__Page excerpt__.
━━━

APRIL 18, 2015
I often say that I don't dismiss any horror movie for a lack of scares, because I don't frighten easily and thus it wouldn't be fair (it'd be like David Ortiz criticizing little leaguers for failing to strike him out), but I have to make an exception for Unfriended, because it simply has NO SCARES. I don't mean effective ones, I mean none at all - good, bad, earned, fake... however you want to categorize a "boo", it's safe to assume this movie doesn't have enough of them. There's one kinda effective moment where it seems like the Skype image of one girl is frozen until they see her phone rattling to her (meaning SHE is frozen, not the image), but it's not well executed. And then there's a bit where the ghost suddenly loads an ironic song on Spotify, but it's played more for laughs than a fright moment; even in the annals of "loud noise = scare!" it's hardly a great example.
You might notice I'm listing things you've heard of: Skype, Spotify, etc. What the movie DOES do well, and why it works at all, is that it doesn't make up a bunch of fake apps that were clearly inspired by ones you know of - it just uses the real one. No "Friendspace" or "Twiddle-Book" or whatever the hell, our heroine Blaire goes to the same sites and uses all the same programs you yourself have on your computer (including VLC, which seems to be a bit advanced for someone who doesn't know how to use keyboard shortcuts), which is a huge relief as I've never fully understood why people go to the trouble of inventing a fake search engine in a movie just to look up things like "Nightmares" or "Telekinesis" (it makes a bit more sense when they're looking for fictional people, in order to control the search matches). This grounds the movie into our reality, rather than distracting us with cheesy simulacrums of the world's leading programs.

━━━

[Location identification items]
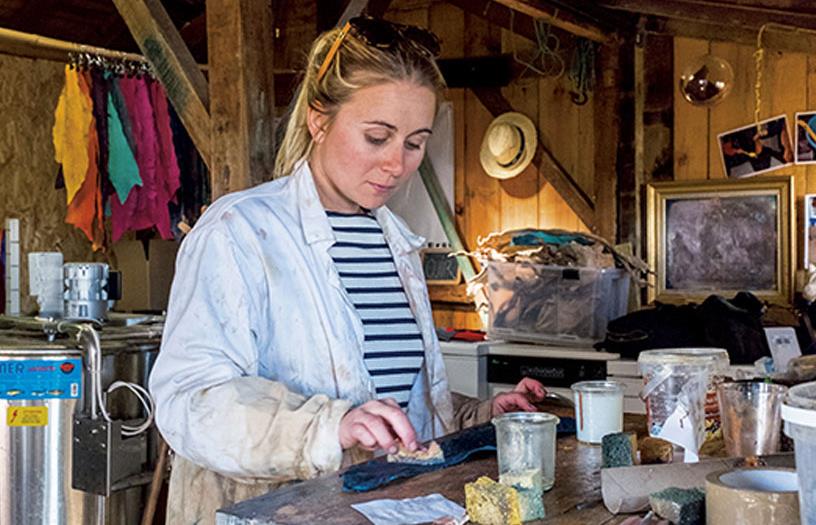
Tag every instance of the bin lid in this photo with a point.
(716, 358)
(598, 387)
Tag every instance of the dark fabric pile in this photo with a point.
(734, 324)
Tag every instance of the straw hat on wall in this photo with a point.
(508, 145)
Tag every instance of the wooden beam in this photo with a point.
(354, 8)
(35, 46)
(549, 167)
(606, 101)
(242, 91)
(377, 8)
(717, 13)
(552, 16)
(175, 67)
(521, 25)
(794, 40)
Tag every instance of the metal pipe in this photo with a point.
(36, 46)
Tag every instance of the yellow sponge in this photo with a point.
(491, 503)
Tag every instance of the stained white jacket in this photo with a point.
(262, 352)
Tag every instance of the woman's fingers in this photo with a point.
(531, 387)
(397, 420)
(377, 424)
(511, 402)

━━━

__Your goal__. Please name the program that the movie review above says seems a bit advanced for someone who doesn't know how to use keyboard shortcuts.

__Result__. VLC